#### [Task to carry out]
Reproduce the rows below, starting at the first line and ending with the line that holds "168;32;215;71", inclusive, without changing them.

Entries for bounding box labeling
——————
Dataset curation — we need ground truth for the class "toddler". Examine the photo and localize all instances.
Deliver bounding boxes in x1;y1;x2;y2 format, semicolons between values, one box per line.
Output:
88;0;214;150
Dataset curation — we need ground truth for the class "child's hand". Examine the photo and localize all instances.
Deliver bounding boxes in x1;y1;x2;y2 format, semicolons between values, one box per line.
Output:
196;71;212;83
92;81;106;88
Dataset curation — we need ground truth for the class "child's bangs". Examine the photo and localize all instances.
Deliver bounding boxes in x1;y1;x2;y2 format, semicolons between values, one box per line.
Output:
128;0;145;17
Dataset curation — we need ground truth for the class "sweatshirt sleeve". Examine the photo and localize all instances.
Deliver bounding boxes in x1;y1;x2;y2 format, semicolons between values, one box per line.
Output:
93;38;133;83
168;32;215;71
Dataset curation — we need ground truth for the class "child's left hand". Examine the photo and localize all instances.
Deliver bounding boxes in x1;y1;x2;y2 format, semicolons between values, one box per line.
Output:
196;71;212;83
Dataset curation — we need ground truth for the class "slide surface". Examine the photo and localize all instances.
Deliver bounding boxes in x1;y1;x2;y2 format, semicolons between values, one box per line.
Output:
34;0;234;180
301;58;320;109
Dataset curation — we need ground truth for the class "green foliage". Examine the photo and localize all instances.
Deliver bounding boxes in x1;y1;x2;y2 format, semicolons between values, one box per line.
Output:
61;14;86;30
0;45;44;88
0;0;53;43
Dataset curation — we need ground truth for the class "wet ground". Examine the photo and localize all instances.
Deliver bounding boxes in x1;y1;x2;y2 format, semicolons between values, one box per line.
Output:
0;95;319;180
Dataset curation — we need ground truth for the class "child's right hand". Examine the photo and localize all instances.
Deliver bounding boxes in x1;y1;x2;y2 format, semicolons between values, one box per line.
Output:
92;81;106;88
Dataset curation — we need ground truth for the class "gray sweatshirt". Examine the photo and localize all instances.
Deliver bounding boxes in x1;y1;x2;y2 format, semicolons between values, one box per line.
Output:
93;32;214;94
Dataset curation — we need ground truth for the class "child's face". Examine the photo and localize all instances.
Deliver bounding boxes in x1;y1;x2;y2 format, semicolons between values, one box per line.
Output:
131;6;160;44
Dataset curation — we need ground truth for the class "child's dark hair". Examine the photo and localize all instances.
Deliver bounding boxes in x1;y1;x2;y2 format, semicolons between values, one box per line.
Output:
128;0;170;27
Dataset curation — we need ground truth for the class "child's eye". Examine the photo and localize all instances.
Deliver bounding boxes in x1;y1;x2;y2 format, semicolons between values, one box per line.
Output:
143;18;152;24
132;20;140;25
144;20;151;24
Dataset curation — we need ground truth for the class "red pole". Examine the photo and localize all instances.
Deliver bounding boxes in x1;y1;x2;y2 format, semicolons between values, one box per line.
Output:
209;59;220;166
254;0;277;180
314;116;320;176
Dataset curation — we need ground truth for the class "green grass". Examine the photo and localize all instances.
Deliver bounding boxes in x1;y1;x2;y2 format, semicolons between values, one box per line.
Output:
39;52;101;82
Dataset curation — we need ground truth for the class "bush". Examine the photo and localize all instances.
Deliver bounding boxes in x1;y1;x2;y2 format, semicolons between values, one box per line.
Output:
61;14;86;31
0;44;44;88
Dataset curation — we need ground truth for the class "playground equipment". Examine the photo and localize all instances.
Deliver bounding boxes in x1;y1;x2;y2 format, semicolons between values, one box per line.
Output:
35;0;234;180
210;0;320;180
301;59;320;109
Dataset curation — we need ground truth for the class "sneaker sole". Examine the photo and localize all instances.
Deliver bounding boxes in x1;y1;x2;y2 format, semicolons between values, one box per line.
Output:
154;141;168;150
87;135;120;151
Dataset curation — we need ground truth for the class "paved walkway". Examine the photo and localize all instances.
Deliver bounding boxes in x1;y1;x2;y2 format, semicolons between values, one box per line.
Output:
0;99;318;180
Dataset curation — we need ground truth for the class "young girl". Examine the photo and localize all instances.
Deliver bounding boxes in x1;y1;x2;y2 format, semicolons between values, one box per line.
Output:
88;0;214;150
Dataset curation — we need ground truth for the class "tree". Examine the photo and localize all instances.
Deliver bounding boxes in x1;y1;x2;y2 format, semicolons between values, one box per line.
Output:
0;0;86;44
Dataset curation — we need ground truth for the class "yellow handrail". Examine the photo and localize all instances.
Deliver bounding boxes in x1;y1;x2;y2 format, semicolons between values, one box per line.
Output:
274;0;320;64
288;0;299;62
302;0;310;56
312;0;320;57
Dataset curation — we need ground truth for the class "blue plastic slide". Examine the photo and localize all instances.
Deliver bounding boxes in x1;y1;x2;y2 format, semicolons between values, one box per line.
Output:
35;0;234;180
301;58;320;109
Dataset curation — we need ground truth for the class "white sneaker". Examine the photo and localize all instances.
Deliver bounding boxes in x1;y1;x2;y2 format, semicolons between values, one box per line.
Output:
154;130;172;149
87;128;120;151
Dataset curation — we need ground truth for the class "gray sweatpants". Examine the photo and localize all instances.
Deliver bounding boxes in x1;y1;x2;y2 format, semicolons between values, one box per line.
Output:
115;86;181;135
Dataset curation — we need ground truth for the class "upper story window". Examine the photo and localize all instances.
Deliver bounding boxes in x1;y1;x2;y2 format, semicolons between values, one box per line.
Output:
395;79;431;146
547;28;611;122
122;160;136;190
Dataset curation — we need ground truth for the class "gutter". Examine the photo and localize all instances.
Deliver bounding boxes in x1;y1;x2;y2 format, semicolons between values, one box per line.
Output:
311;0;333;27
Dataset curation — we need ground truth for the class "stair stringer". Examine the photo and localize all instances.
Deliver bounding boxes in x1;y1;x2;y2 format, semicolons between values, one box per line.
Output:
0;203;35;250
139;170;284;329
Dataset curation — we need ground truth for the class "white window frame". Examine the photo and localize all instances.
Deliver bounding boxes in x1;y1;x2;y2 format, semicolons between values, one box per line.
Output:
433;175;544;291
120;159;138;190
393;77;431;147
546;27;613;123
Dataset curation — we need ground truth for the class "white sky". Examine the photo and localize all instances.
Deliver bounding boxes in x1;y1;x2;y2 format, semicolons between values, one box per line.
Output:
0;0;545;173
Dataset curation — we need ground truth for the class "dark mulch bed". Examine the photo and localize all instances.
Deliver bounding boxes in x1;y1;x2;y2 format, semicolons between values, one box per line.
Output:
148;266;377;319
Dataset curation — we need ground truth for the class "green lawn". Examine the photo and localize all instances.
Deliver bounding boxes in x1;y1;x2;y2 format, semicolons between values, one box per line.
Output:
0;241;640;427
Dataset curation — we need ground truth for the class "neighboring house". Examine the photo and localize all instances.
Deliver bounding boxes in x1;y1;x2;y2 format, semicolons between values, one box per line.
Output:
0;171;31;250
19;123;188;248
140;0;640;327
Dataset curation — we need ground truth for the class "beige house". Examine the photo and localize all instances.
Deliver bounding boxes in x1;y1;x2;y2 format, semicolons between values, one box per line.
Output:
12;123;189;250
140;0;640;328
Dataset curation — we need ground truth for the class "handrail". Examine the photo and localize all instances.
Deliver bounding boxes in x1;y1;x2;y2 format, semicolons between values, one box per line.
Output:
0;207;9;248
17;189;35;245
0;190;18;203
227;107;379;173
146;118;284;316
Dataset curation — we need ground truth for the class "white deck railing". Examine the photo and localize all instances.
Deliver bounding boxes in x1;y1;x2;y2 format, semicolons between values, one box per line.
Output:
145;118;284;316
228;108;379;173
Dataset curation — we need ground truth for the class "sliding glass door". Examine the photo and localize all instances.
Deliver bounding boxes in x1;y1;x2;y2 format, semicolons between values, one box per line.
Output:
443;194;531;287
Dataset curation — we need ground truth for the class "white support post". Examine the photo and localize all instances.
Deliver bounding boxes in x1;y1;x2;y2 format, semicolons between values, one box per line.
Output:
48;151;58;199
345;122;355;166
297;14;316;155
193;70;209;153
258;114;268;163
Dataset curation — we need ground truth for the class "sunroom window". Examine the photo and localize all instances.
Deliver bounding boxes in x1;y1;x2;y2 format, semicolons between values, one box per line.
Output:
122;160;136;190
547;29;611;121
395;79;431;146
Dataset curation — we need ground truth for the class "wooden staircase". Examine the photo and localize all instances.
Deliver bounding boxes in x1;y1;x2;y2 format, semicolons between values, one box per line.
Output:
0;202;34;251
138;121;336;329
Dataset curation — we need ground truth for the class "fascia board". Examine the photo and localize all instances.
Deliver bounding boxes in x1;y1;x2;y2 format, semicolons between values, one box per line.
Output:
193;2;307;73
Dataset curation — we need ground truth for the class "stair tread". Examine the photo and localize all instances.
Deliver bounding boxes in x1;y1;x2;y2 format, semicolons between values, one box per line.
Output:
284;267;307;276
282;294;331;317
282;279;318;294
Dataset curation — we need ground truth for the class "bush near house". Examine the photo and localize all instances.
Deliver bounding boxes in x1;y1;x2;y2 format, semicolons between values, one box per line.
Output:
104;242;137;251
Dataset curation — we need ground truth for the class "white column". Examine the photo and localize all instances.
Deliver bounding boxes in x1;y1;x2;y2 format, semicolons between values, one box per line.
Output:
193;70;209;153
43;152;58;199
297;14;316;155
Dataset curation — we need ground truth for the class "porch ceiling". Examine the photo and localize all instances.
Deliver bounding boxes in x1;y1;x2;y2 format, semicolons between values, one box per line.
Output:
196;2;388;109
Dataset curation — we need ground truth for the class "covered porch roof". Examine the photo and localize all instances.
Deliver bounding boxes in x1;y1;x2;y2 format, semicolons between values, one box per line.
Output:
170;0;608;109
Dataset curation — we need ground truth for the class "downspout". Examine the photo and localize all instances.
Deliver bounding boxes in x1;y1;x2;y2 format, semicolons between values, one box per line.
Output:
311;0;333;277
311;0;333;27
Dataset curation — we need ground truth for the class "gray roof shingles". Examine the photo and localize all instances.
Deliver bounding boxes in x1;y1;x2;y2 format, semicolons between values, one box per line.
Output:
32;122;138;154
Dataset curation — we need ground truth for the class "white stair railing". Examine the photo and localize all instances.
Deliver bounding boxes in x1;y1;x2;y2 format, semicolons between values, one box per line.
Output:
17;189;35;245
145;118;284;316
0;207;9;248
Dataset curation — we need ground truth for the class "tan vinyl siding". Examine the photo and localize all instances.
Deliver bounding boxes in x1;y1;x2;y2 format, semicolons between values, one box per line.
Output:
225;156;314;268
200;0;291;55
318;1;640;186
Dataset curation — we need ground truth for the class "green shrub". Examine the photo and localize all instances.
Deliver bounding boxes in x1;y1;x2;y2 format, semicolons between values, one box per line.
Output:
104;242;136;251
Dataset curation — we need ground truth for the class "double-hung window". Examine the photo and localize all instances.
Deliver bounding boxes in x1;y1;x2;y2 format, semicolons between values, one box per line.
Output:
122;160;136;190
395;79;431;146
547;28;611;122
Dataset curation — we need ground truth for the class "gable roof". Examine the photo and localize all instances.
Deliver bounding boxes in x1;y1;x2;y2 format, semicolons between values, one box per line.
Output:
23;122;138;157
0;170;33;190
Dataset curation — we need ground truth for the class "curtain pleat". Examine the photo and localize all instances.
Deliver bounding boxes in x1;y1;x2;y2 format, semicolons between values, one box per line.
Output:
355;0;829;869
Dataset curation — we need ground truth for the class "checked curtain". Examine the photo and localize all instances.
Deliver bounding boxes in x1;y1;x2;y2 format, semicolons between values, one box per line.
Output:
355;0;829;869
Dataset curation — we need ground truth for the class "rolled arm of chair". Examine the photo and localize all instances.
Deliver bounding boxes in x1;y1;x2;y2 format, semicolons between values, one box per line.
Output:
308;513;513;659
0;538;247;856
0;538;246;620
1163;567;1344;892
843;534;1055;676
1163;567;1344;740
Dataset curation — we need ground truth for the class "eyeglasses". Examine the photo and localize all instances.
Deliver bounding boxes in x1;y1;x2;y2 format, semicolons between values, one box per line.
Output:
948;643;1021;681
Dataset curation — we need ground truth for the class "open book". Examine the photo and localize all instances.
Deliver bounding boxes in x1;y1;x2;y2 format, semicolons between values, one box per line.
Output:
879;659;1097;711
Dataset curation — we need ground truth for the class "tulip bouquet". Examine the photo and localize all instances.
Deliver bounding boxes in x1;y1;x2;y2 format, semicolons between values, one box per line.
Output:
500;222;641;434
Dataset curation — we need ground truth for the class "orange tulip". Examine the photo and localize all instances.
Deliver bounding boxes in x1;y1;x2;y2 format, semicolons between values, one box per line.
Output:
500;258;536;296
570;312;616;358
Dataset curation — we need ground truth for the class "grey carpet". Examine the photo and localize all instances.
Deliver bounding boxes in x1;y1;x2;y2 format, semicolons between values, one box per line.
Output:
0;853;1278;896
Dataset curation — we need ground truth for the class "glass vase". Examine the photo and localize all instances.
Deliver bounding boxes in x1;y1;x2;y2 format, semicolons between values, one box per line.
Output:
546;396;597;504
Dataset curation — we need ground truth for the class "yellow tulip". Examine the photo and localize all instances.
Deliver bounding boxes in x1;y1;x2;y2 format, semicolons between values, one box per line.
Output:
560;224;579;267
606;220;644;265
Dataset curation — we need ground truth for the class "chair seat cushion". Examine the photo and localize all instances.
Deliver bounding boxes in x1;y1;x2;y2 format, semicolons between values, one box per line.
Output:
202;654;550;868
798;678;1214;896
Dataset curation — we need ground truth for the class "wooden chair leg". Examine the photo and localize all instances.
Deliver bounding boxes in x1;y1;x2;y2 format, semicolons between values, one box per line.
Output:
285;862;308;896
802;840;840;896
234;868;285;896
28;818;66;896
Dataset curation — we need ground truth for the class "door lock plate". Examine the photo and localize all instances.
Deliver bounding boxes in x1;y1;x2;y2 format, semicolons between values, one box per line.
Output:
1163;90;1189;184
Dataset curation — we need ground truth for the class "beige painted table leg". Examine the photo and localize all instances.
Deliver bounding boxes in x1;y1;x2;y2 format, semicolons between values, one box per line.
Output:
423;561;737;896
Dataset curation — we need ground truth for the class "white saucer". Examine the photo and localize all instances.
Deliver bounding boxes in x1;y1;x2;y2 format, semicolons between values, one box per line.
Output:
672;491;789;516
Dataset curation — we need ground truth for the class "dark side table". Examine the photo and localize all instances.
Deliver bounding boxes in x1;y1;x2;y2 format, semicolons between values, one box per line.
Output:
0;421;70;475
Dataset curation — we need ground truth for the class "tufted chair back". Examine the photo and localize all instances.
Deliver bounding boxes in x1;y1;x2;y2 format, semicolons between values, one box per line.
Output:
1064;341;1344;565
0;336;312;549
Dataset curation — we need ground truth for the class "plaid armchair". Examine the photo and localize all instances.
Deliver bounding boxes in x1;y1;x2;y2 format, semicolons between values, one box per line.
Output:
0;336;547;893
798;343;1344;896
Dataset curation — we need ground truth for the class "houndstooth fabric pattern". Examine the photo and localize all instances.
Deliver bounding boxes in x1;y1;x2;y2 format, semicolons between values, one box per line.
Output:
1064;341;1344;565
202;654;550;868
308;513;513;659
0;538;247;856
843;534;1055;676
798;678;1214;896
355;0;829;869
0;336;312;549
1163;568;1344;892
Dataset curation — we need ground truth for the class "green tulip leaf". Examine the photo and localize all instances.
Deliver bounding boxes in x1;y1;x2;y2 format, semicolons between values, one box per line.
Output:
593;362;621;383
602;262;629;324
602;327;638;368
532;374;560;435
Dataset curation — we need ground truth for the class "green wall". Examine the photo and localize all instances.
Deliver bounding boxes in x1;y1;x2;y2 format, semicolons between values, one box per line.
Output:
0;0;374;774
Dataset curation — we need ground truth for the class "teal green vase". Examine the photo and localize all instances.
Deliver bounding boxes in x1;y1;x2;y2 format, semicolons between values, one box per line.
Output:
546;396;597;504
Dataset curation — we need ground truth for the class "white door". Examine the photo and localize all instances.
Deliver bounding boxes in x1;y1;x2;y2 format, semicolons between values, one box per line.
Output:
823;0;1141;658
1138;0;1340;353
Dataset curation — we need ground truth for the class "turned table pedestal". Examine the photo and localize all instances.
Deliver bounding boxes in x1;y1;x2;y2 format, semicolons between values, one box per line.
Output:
——————
#### [Completed exercise]
Dataset curation — we need ground truth for the class "toddler". Examine the photo and localize all instances.
Deliver bounding boxes in x1;y1;x2;y2 format, semicolons between values, one box per line.
Output:
88;0;214;150
Dataset curation — we need ground truth for the class "child's hand". Examine the photo and localize all instances.
Deliver bounding boxes in x1;y1;x2;y2 format, semicolons between values, one box per line.
Output:
196;71;212;83
92;81;106;88
Dataset curation — we need ground truth for the class "child's bangs". Examine the photo and localize all instances.
Deliver bounding boxes in x1;y1;x2;y2 format, semicolons between values, one box per line.
Output:
128;0;145;17
Dataset curation — we need ground truth for the class "sweatshirt sleeve". Examine the photo and localize all instances.
Deliver bounding boxes in x1;y1;x2;y2 format, semicolons between values, one box per line.
Output:
93;38;133;83
168;32;215;71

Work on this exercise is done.